> _PROBLEM_: Please collect every line in the entries below that contains the word "sauce" and copy each of those lines in full.
=== SUPPLIED RECORDS ===
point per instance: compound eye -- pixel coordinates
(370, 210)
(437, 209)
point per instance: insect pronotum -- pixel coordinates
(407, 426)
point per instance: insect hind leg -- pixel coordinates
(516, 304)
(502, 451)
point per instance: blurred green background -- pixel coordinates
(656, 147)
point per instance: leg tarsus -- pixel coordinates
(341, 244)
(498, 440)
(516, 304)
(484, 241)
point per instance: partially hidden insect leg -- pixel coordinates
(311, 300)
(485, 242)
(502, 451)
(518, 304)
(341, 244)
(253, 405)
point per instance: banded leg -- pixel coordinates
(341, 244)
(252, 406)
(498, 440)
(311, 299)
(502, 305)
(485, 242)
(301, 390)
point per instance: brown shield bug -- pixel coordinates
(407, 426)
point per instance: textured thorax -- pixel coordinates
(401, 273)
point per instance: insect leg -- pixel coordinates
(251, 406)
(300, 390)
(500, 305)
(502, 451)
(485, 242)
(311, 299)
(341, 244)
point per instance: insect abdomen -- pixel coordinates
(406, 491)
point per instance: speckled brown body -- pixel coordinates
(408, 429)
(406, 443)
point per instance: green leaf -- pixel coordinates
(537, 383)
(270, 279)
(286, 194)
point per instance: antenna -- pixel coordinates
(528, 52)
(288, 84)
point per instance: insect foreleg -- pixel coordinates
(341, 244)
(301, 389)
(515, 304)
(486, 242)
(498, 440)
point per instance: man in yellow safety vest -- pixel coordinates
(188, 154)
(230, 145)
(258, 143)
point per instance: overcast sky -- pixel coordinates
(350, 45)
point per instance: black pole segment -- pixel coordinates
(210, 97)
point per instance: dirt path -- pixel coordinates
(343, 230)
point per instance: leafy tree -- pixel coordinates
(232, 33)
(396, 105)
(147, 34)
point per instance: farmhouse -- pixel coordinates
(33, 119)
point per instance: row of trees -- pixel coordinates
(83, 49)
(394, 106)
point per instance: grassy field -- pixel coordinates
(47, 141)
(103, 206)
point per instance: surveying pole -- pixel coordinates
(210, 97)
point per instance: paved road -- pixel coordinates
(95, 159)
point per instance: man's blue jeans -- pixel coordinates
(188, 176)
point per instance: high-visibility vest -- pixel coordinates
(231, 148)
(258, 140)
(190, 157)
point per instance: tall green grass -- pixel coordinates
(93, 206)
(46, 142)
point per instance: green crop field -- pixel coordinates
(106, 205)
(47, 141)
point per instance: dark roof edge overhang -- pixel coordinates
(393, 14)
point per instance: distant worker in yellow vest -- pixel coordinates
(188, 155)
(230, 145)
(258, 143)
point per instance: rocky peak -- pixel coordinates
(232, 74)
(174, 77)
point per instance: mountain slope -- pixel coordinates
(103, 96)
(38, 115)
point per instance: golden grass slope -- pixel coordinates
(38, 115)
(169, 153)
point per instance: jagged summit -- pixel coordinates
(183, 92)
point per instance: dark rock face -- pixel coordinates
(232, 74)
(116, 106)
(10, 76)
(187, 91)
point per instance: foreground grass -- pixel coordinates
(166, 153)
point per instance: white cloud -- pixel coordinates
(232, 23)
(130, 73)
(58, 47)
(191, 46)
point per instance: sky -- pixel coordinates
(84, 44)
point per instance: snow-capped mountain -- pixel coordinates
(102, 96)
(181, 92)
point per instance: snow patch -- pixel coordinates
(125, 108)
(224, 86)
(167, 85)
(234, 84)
===
=== SUPPLIED RECORDS ===
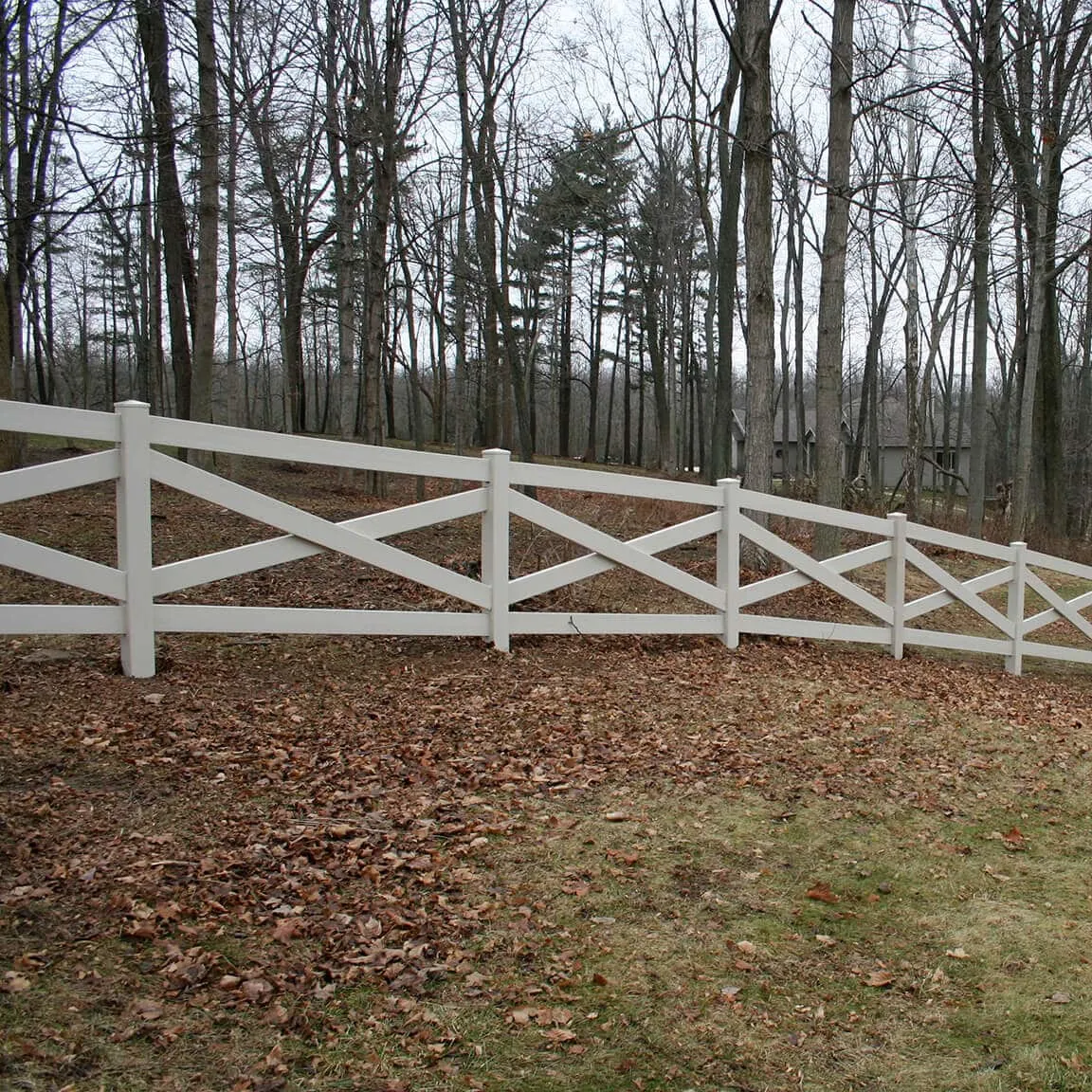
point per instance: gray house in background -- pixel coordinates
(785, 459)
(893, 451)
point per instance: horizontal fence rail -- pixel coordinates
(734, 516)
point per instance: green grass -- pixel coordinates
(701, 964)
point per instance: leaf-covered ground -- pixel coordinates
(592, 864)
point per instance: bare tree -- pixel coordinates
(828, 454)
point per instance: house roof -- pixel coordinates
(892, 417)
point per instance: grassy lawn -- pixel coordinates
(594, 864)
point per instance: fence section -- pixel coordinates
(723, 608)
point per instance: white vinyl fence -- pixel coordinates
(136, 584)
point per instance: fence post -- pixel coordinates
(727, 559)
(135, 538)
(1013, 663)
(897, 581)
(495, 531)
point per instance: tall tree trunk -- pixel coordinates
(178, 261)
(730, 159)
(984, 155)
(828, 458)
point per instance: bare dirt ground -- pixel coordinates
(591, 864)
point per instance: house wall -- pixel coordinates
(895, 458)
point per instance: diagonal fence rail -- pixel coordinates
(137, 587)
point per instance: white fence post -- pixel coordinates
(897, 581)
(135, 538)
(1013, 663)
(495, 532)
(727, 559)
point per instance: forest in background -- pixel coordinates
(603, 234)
===
=== SUPPLIED RECORDS ===
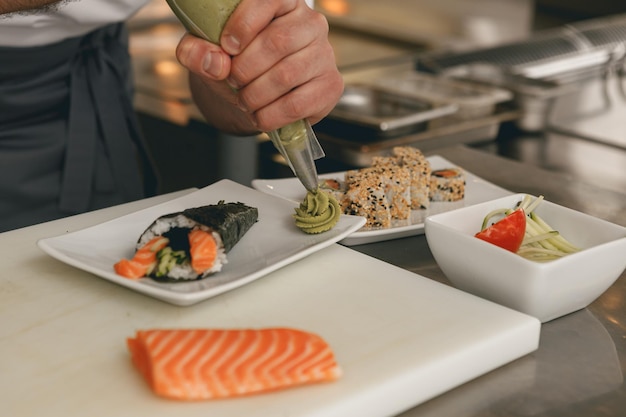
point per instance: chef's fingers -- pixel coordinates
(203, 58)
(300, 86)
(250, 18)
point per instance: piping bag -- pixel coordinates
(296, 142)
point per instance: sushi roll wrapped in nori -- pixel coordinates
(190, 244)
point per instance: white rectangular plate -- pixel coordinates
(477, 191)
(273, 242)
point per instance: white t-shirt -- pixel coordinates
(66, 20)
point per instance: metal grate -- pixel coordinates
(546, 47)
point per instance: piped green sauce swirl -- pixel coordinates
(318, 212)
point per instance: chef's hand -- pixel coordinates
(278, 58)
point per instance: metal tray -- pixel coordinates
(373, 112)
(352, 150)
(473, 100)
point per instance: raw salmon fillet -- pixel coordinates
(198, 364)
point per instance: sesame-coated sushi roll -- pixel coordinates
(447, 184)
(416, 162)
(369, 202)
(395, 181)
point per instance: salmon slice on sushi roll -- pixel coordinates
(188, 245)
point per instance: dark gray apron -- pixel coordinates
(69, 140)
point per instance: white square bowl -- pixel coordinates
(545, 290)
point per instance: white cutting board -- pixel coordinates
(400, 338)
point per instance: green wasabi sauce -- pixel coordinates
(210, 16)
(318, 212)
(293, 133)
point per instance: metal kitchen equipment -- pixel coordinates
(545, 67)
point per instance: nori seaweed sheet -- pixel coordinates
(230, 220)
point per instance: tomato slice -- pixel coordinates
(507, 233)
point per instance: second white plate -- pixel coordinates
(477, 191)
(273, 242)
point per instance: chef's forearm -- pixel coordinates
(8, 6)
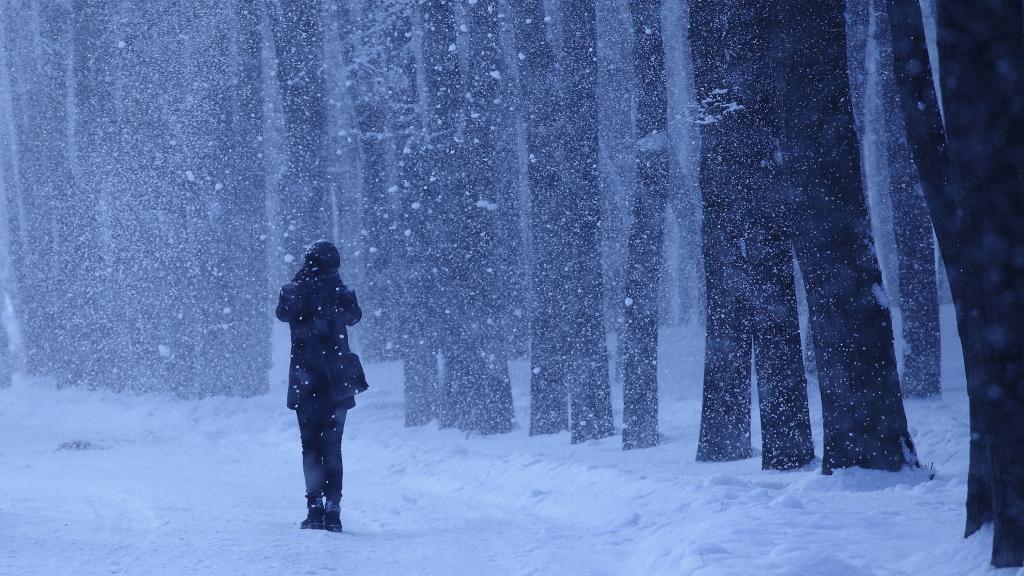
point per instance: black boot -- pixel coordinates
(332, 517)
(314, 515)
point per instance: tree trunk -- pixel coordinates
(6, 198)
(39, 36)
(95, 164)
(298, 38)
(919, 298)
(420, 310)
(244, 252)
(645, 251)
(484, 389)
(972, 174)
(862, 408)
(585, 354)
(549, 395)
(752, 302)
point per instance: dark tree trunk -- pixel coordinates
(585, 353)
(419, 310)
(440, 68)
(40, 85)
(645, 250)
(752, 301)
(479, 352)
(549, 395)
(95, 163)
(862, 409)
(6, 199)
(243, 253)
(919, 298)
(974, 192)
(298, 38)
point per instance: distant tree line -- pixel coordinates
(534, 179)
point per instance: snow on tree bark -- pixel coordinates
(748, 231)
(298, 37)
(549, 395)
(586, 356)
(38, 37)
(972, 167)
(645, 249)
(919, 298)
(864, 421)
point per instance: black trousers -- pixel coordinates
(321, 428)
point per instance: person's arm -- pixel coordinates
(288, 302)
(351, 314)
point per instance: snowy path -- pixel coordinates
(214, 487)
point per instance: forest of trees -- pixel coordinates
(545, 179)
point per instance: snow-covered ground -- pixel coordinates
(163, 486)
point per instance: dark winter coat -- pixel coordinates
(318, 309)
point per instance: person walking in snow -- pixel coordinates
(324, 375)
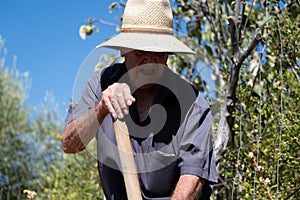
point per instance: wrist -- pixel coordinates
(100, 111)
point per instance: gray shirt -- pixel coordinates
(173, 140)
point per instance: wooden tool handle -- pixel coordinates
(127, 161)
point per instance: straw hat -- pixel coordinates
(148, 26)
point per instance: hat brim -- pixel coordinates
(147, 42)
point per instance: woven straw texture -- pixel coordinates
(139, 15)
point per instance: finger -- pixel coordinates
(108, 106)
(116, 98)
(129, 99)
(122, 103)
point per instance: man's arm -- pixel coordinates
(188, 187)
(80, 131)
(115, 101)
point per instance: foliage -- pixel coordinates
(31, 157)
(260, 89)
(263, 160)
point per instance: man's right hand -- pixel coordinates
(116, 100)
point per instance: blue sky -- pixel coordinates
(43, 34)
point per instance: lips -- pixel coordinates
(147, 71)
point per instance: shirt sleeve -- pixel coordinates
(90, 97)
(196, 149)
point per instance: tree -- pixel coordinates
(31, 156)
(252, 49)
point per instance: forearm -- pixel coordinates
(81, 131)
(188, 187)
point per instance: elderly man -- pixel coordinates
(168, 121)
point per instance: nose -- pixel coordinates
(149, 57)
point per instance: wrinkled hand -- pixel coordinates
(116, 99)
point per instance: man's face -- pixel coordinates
===
> _SOLUTION TO THIS TASK_:
point per instance: piped green sauce swirl -- pixel coordinates
point per instance: green wasabi sauce -- pixel coordinates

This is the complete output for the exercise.